Selected text:
================================
The Glenavon was a British iron cargo ship of the Glen Line that was wrecked off the coast of China in 1898. Four people, but not the master, lost their lives in the wreck. The master had his licence suspended for one year.

==Construction==
The Glenavon was built at the Middleton Yard of the London & Glasgow Engineering & Iron Shipbuilding Co. of Govan, and launched on 16 February 1881. The first owner was McGregor, Gow & Co., of Glasgow. It was the second ship of that name owned by the Glen Line, the first being an 1868 barque.

==Wrecked==
The Glenavon was wrecked on the Linting Rock in the Sa Mun group, off the China coast, on 29 December 1898 while en route from Japan to the United Kingdom via Hong Kong. The chief officer, quartermaster, second steward, and No. 3 fireman all lost their lives. The passengers and the remainder of the crew were saved.
================================
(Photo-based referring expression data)
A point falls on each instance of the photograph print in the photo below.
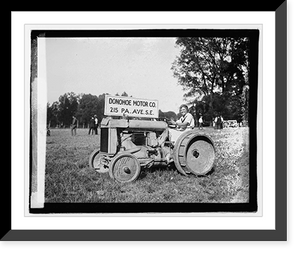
(140, 121)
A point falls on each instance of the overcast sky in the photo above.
(139, 66)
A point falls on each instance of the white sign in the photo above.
(128, 106)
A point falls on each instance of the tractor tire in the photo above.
(194, 152)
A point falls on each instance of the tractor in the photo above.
(128, 146)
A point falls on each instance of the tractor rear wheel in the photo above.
(124, 168)
(194, 153)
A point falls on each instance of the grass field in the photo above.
(68, 177)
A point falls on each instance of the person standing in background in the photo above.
(200, 122)
(96, 124)
(92, 126)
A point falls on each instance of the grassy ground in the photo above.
(69, 178)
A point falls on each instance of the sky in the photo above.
(141, 67)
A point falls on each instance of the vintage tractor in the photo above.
(127, 146)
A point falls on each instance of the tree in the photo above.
(67, 107)
(213, 70)
(87, 107)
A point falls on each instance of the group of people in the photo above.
(93, 125)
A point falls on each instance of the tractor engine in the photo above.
(146, 147)
(127, 146)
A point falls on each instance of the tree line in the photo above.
(213, 72)
(215, 75)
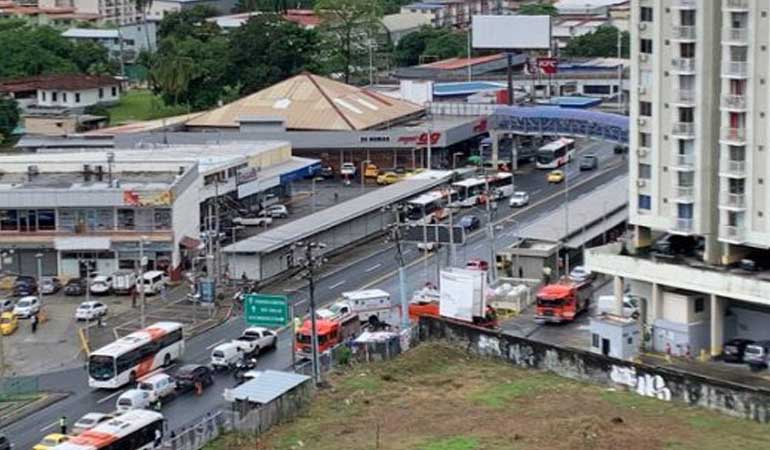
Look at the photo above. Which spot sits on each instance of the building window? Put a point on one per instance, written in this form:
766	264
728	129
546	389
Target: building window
645	109
645	171
645	202
645	14
645	46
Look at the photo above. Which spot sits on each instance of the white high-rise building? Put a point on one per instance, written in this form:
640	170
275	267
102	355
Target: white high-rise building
699	166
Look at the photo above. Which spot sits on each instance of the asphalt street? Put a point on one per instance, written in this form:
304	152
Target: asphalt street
376	269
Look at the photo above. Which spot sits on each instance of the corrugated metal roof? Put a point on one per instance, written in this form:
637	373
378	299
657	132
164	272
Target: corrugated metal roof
265	387
310	225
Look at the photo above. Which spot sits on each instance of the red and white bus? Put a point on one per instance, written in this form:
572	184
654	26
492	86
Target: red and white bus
135	355
136	429
555	154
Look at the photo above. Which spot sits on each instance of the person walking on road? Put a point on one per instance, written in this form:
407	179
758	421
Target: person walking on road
63	424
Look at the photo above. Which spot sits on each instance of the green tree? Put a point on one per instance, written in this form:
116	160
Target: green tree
537	9
268	49
603	42
9	117
350	26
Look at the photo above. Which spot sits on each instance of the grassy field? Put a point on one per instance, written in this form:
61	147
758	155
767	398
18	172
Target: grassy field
138	105
437	398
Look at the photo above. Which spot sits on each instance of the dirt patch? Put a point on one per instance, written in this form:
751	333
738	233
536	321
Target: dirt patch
436	397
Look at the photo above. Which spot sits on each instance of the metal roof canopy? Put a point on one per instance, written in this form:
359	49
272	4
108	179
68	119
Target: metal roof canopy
307	226
584	212
265	387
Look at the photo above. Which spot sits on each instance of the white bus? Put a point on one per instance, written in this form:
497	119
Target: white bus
135	355
136	429
430	207
555	154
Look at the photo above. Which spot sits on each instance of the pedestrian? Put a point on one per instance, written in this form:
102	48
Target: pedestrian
63	424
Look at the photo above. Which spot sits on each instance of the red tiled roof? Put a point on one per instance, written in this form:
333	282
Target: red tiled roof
459	63
65	82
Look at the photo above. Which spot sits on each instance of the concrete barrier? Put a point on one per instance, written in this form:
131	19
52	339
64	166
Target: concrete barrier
663	383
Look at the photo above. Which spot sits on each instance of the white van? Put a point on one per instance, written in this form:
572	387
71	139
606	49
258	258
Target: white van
158	386
152	282
226	356
133	399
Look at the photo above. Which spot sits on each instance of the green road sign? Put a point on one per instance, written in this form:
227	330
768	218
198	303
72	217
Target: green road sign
266	310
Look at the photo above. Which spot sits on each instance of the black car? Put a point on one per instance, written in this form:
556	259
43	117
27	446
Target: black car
189	375
75	286
469	222
734	350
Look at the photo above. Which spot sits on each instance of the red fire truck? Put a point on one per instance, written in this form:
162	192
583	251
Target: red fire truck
562	301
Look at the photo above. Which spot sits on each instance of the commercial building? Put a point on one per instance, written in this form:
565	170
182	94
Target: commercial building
698	196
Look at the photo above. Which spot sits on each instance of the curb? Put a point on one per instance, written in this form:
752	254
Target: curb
47	400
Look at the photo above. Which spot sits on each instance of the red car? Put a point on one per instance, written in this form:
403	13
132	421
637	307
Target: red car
477	264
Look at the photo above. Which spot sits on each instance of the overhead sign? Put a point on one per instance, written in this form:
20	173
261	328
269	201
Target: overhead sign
266	310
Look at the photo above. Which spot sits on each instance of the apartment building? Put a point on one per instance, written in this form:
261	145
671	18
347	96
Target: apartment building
698	170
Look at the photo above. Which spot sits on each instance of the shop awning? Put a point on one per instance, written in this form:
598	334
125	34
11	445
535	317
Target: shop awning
69	244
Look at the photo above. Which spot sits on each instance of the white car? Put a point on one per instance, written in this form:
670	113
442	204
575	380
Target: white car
27	307
519	199
101	285
90	310
580	274
89	421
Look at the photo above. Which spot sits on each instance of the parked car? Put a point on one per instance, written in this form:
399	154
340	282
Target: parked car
589	162
477	264
101	285
88	421
469	222
519	199
133	399
8	323
50	285
50	441
90	310
27	307
735	350
555	176
580	274
276	212
75	286
757	355
189	375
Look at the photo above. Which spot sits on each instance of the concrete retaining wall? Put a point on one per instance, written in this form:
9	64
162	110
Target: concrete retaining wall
650	381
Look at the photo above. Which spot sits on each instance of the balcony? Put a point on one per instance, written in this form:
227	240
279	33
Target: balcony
735	69
732	234
735	136
736	5
735	36
734	102
683	33
683	129
685	194
684	97
683	65
735	201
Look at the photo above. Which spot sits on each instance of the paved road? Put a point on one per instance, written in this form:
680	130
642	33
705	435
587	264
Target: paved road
376	269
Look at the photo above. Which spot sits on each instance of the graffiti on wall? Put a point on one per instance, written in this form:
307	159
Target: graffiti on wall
644	384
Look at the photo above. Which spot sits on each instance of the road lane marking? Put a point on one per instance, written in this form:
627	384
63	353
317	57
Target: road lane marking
104	399
336	285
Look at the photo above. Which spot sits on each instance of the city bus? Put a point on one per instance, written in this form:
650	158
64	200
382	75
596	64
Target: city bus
555	154
430	207
135	355
136	429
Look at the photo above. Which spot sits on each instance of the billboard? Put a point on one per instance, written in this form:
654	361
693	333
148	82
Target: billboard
462	294
512	32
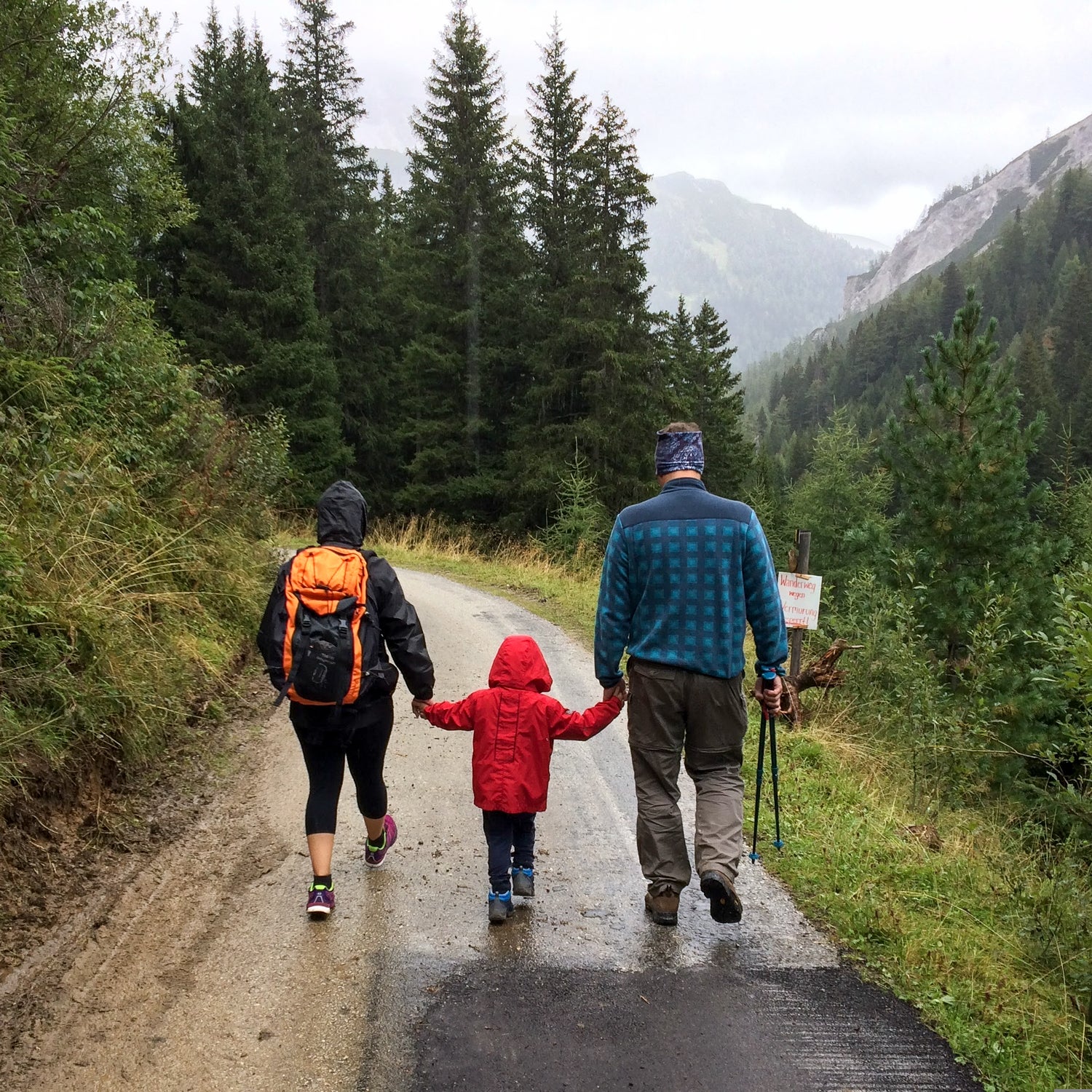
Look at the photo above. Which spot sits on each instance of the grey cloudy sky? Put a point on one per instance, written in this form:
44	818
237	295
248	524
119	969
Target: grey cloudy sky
855	115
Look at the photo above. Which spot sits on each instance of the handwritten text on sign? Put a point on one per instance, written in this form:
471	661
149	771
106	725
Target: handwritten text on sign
799	598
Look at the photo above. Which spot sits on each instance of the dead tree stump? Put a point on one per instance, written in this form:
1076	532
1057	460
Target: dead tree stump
819	673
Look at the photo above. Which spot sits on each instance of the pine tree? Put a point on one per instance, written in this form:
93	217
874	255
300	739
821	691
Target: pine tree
464	270
703	389
561	336
624	380
333	178
242	288
960	462
1039	399
719	404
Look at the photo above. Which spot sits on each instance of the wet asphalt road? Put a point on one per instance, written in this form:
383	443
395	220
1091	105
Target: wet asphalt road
205	974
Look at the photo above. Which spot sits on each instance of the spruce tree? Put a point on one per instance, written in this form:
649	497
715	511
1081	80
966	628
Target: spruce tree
718	404
960	461
333	179
561	338
464	272
624	379
242	288
703	389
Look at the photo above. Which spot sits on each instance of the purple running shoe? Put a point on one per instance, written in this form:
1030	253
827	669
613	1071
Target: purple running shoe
373	854
320	901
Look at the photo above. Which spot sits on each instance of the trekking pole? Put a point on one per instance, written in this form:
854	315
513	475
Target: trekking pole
758	786
778	844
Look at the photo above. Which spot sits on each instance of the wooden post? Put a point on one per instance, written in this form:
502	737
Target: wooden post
803	552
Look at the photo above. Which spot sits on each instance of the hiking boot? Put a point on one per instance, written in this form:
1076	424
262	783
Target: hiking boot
664	906
320	901
724	904
373	854
500	908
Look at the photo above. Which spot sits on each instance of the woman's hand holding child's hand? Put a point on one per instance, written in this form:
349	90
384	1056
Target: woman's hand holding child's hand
620	690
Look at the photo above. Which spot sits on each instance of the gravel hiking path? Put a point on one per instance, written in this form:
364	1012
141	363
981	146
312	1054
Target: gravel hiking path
196	969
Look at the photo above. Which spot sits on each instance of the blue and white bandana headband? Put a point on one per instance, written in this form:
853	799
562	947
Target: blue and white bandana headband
679	451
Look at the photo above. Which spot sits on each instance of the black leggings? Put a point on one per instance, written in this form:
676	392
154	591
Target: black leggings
365	749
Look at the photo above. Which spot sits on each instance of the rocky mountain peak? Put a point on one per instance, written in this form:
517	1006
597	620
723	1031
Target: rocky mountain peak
967	220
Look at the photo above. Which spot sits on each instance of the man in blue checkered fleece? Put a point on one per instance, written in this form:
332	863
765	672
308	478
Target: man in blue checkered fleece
684	574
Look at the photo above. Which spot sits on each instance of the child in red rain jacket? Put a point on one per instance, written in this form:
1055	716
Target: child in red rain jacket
515	725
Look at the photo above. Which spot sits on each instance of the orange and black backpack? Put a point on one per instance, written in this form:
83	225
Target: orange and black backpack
330	646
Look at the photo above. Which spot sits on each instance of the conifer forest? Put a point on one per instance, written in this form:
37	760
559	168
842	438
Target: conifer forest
213	304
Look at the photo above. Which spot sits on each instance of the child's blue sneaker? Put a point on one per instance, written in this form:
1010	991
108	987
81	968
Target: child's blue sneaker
523	882
500	908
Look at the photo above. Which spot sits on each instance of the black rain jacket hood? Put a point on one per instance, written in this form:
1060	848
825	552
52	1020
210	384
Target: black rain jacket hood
343	515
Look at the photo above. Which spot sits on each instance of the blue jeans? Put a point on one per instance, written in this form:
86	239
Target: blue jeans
511	841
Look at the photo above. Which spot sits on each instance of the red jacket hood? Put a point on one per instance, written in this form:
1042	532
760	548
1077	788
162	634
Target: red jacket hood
520	665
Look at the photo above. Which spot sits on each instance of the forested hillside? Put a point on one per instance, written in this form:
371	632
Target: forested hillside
459	347
129	497
769	274
1035	280
946	480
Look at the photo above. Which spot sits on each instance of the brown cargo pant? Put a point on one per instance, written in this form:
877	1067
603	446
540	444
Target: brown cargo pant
675	713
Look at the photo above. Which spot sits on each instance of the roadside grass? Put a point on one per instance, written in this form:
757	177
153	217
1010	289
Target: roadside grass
945	911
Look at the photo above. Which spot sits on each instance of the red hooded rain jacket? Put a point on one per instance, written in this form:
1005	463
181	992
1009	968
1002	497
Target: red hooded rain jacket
515	725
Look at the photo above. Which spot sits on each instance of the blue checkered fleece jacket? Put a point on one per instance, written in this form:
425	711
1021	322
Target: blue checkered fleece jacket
683	576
================================
Carry the text about the Glenavon shipwreck forward past the place it stops. The data has no connection to the text.

Task answer:
A court of enquiry held in Hong Kong in January 1899 found that the master, William Pithie, did not take proper care in fixing his position and therefore embarked on a dangerous course that was the principal cause of the wrecking. It recommended that his certificate be suspended for a period of one year. The court also expressed the opinion that had the ship's boats remained alongside as they were ordered to do, rather than making for Hong Kong as they did, then the four lives lost might have been saved.